(Voci archiviate da una raccolta)

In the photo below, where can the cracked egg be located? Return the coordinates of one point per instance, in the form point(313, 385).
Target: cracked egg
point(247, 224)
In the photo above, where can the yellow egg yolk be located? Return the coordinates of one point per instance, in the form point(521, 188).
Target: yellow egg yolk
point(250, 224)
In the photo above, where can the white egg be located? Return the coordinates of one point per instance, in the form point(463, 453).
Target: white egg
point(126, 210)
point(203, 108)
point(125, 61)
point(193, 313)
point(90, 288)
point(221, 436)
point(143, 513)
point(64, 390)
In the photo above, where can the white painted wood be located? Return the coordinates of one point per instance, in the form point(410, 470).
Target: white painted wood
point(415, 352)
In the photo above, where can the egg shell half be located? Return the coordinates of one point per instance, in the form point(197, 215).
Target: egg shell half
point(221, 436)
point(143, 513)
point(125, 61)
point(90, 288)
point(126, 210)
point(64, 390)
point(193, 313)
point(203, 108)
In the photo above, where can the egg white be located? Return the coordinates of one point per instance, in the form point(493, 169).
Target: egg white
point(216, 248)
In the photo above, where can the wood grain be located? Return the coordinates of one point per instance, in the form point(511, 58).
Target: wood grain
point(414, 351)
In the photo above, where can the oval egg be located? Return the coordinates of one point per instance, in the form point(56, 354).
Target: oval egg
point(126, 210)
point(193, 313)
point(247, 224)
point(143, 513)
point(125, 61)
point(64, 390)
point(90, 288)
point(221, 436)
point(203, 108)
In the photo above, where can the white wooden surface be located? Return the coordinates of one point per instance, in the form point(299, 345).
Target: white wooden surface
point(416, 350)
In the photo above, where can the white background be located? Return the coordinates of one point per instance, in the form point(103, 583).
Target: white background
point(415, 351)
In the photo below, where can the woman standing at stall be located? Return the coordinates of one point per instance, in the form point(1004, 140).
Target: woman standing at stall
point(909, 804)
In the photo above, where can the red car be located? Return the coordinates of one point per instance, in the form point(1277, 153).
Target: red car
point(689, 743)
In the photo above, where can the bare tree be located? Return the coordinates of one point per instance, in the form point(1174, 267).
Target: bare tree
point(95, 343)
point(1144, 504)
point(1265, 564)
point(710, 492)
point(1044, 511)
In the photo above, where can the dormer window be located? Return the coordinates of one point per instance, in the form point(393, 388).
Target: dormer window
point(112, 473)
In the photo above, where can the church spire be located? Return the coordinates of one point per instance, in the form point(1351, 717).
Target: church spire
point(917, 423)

§ La consegna:
Ricopia senza alcuna modifica tutte le voci riportate sopra.

§ Risultato dell'esercizio:
In the photo below, where can the cracked egg be located? Return the coordinates of one point per instance, in the form point(313, 385).
Target: cracked egg
point(247, 224)
In the photo above, where can the yellow egg yolk be located? Return the coordinates of one point per instance, in the form point(521, 188).
Target: yellow egg yolk
point(250, 224)
In the photo above, where can the white egg be located? Return the coordinates of one point per instance, in the form point(463, 453).
Target: white egg
point(126, 210)
point(203, 108)
point(125, 61)
point(193, 313)
point(90, 288)
point(221, 436)
point(143, 513)
point(64, 390)
In the photo above, where can the white painted wood be located? Return the coordinates of one point per instance, in the form point(410, 470).
Target: white painted wood
point(415, 352)
In the photo above, where can the egg shell half be located? Return the coordinates of one point per instance, in the form point(197, 215).
Target: egg shell half
point(221, 436)
point(143, 513)
point(125, 61)
point(90, 288)
point(126, 210)
point(64, 390)
point(193, 313)
point(203, 108)
In the photo above, where can the egg white be located? Return the coordinates of one point per instance, in the form point(493, 169).
Target: egg white
point(216, 248)
In the photo above, where can the wood grain be located? Return the coordinates of one point per instance, in the form point(511, 58).
Target: wood grain
point(414, 351)
In the photo above, where can the oval egg be located? Return the coordinates of one point per instance, in the form point(56, 354).
Target: oval egg
point(126, 210)
point(193, 313)
point(247, 224)
point(143, 513)
point(125, 61)
point(64, 390)
point(90, 288)
point(221, 436)
point(203, 108)
In the photo above, where can the white wooden surface be located? Return the coordinates of one point per instance, in the form point(299, 345).
Target: white wooden surface
point(416, 350)
In the photo above, where can the white background be located? Return the coordinates of one point per instance, in the form point(103, 583).
Target: white background
point(415, 351)
In the photo below, where can the woman standing at stall be located? Return the coordinates of one point per instance, in the form point(1004, 140).
Target: woman standing at stall
point(909, 804)
In the photo above, where can the red car be located? Return the coordinates of one point per instance, in the form point(1277, 153).
Target: red car
point(689, 743)
In the photo above, where can the bare tree be located? Return the coordinates of one point per instance, in the form point(1174, 267).
Target: bare tree
point(95, 343)
point(1144, 504)
point(1265, 564)
point(710, 492)
point(1044, 511)
In the photo above, where can the dormer window be located? Return the coordinates of one point per instance, in the form point(393, 388).
Target: dormer window
point(112, 473)
In the photo above, where can the church spire be located? Return the coordinates of one point per instance, in the form point(1351, 717).
Target: church spire
point(917, 423)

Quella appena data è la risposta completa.